What to work on: Across all of the records below, determine the number of lines containing the string "find"; reply with that number only.

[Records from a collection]

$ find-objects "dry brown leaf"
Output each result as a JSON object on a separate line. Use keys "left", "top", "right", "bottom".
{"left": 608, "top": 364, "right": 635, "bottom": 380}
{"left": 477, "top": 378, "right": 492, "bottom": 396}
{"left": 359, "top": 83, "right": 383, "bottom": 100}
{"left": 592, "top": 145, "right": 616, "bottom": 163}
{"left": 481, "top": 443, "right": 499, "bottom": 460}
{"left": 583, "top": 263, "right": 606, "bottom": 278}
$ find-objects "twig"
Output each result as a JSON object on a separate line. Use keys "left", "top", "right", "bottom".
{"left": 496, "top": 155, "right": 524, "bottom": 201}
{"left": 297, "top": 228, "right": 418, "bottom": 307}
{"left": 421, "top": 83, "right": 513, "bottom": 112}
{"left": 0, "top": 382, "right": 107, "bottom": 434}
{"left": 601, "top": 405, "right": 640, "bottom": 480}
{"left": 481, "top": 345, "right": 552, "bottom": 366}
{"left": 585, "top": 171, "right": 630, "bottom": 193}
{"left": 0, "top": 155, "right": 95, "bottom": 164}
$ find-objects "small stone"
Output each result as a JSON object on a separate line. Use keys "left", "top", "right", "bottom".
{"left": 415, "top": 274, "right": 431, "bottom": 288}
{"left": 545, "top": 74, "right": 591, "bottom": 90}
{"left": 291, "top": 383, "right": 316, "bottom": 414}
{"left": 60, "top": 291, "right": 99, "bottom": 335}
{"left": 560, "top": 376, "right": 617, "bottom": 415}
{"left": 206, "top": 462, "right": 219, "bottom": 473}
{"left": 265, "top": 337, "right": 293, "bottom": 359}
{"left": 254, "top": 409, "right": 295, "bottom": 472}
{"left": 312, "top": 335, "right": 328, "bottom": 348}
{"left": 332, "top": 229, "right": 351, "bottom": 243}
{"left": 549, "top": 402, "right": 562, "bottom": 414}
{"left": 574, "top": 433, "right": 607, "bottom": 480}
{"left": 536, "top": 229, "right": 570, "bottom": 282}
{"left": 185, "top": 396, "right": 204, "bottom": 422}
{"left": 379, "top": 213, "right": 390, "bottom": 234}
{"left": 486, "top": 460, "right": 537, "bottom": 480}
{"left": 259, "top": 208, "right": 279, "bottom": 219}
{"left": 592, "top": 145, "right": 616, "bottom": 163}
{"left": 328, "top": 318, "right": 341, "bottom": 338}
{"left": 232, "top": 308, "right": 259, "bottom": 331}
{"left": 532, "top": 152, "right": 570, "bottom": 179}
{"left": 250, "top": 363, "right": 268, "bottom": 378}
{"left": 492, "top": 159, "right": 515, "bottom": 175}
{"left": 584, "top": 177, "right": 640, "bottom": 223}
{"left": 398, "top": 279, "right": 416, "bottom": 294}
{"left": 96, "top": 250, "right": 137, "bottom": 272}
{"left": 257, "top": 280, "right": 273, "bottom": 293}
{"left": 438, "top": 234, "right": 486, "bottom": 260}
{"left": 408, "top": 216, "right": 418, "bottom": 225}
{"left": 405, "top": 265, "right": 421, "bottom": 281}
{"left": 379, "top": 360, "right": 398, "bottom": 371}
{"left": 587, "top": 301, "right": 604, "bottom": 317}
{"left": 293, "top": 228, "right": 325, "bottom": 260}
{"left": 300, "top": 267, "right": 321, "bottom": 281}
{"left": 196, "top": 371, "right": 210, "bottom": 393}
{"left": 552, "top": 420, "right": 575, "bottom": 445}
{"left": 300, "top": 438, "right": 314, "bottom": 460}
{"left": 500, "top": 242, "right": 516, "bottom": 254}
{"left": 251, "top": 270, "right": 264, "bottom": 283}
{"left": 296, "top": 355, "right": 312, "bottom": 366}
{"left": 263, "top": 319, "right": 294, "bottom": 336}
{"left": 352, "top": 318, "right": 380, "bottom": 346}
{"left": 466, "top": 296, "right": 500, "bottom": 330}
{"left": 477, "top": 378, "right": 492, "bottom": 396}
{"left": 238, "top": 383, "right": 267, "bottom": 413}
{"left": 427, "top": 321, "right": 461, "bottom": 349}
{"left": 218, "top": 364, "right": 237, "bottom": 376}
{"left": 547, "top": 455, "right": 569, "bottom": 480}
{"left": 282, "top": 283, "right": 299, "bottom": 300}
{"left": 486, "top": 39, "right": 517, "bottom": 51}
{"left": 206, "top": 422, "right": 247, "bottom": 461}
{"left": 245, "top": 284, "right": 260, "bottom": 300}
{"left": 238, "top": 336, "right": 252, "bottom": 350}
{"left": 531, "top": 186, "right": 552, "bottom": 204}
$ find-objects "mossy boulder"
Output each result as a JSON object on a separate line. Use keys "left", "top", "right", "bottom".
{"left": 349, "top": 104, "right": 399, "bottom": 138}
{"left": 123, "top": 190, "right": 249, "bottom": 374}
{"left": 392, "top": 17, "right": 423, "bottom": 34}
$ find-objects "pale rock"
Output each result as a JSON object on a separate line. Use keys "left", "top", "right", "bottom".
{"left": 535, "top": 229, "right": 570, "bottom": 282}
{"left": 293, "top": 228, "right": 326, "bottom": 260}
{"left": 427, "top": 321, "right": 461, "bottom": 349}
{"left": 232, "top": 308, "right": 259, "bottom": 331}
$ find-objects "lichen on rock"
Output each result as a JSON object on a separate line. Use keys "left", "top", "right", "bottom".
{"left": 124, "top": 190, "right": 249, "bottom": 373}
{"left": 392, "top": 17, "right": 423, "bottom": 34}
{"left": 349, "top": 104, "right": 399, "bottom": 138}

Task result: 6